#### TRAVAIL À FAIRE:
Reprenez le texte sur le maintien à domicile des personnes âgées dépendantes et poursuivez-le après sa dernière phrase.

#### EXTRAIT:
┏━━
Pour faire face à l'accroissement des personnes âgées dépendantes, une équipe de chercheurs franco-singapouriens élaborent des espaces de vie intelligents à domicile, offrant le même niveau de services que dans les résidences spécialisées. Un projet pilote avant un plan dépendance national ?
L'accroissement considérable des personnes dépendantes, âgées ou handicapées, n'est plus une hypothèse à prendre en compte, mais plutôt une vérité mathématique qui ne se limite pas seulement à la France, mais touche plusieurs pays d'Europe, d'Amérique du Nord et d'Asie. Dans plusieurs pays développés, les systèmes de santé et de prise en charge de la dépendance commence déjà à être affectés par des coûts de plus en plus importants.
Le placement en établissement spécialisé (EHPAD, maison de retraite, etc.) d'une personne ayant des limitations fonctionnelles et/ou cognitive, engendre une régression brutale de leur maladie et de leur qualité de vie. Dans le cas de la déficience mentale (Alzheimer par exemple), même légère, un placement engendre une détérioration cognitive conséquente qui se compte en semaines.
Au niveau financier, une personne âgée dépendante qui dispose d'un système de télé alarme pour détecter les situations d'urgence, doit débourser environ 100 euros par mois, dont la moitié est pris en charge par les régions (conseils régionaux). Mais ce type d'aide technique ne répond qu'à une infime partie des besoins des personnes en situation de dépendance, et se focalise sur l'aspect sécurité. Or, on note que plus de 90% des appels réalisés via des télé alarmes ne sont pas des appels d'urgence, mais des appels de confort : l'utilisateur appuie sur un médaillon pour entrer en contact avec une personne au bout du fil, pour échanger quelques mots. Ce genre d'appels, considérés comme du "bruit" par les plate-formes techniques et centres d'appels, n'est autre que le besoin manifeste de lien social.
UNE MAISON DE RETRAITE SANS MURS
Un placement en maison de retraite, par exemple, implique un financement d'environ 3000 euros par mois, généralement pris en charge par la famille, pour une qualité de vie moindre. Elle présente l'intérêt d'être un guichet unique, qui prend en compte non seulement les besoins médicaux, mais aussi les besoins sociaux via la présence continue d'une infrastructure humaine et matérielle, qui doit répondre aux besoins des personnes en situation de fragilité et d'isolement.
Un « plan dépendance » adéquat devrait être capable de proposer une solution viable socialement et économiquement, et permettre de préserver la qualité de vie des personnes en perte d'autonomie à leur domicile, en offrant le même niveau de services que dans les résidences spécialisées.
L'idée est d'aller vers un guichet unique d'une maison de retraite sans murs, qui permette d'allier deux mondes qui ne se parlent pas aujourd'hui : celui de l'aide à domicile et d'aidants naturels, avec le monde des solutions technologiques et plate-formes techniques qui ont prouvés leur efficacité en termes d'accroissement de l'autonomie des personnes dépendantes.
┗━━
Données d'expressions référentielles sur photos:
┏━━
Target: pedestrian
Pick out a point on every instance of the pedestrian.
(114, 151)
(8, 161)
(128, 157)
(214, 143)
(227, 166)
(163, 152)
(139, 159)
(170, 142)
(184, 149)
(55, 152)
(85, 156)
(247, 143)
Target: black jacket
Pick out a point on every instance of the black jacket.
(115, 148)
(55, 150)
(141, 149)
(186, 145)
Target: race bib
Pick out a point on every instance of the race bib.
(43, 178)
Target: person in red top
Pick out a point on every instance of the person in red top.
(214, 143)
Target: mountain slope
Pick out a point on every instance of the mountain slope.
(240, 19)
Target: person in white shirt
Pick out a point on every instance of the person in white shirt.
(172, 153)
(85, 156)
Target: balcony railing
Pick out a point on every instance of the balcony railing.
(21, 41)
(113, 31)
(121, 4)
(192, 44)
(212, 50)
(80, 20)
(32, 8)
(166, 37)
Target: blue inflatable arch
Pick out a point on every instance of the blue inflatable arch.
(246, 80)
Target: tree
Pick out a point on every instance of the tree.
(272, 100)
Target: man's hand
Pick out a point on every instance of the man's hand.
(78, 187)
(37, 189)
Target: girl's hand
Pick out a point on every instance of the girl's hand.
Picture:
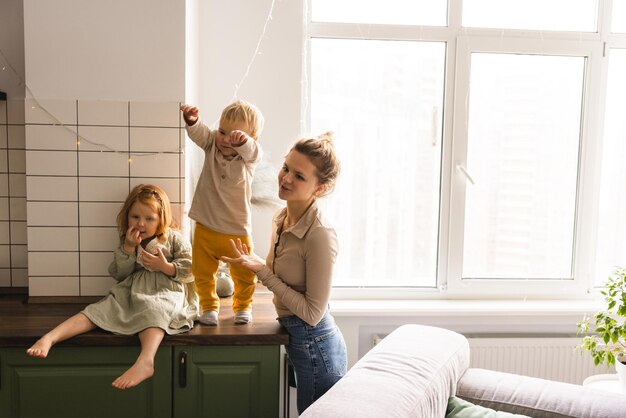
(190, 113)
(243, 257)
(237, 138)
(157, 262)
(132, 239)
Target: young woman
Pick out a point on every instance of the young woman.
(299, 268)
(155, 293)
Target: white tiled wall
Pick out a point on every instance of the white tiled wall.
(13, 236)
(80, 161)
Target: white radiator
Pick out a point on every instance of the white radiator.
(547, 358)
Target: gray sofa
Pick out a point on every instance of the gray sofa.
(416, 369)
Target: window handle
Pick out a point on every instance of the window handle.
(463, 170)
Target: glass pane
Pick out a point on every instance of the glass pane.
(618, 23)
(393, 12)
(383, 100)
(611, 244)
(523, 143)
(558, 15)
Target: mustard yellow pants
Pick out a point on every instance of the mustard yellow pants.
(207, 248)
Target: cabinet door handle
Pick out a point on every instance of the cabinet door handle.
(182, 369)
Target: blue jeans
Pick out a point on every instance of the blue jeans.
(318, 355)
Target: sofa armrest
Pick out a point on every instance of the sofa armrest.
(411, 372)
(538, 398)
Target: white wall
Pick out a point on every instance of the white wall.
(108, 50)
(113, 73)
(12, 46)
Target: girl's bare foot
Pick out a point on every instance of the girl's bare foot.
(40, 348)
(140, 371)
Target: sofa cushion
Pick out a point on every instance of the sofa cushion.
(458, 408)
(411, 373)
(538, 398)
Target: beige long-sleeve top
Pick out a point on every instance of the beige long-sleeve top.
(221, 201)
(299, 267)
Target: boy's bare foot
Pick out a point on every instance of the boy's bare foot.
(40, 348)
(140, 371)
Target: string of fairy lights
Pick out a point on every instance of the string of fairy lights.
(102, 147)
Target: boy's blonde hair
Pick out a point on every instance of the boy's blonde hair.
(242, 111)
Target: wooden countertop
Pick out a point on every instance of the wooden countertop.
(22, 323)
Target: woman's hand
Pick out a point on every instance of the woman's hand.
┗━━
#### EXERCICE CORRIGÉ:
Notre programme de recherche et développement entrepris depuis plusieurs années, se présente sous forme d'une plate-forme technologique (habitat intelligent) destinée aussi bien aux aidants qu'aux aidés et que nous avons nommé EVIDENT (espace de vie intelligent pour les personnes dépendantes). Le but est de concilier l'apport de l'aide humaine avec celui de l'aide technologique pour couvrir un large spectre des besoins des personnes en situation de dépendance. La plate-forme EVIDENT, en cours de déploiement chez des familles, est composé d'un certains nombre de capteurs et d'interfaces permettant à l'utilisateur d'interagir avec son environnement via différents moyens comme, la télévision, des écrans tactile, des interfaces gestuelles, une plate-forme mobile (smartphones), etc.
Le « plan dépendance » préconisé, s'appuierait sur l'intégration des technologies de l'information et de la communication (TIC), qui existent déjà dans les lieux de vies, en les adaptant de façon intelligente aux domiciles de particuliers, grâce à une réorientation des usages (déviation d'usage) qui optimiserait la relation aidant-aidé in situ et à distance. Cela permettrait également de revaloriser les métiers d'aidant de proximité dans nos sociétés, et favoriserait probablement l'émergence de nouveaux acteurs économiques aux services innovants.
Ce plan ne pourra voir le jour sans un déploiement pilote à grande échelle au niveau de plusieurs centaines de familles (500 familles de personnes âgées ayant des limitations cognitives en France), en situation écologique (habitat individuel). C'est ce que nous envisageons de réaliser a court terme dès 2012, dans le cadre de la chaire Quality of life, soutenue par la Mutuelle Générale et Secumines (régime minier). Une discussion est en cours avec d'autres partenaires, en particulier assureurs, pour nous aider à mener a bien cette initiative qui reste une première mondiale.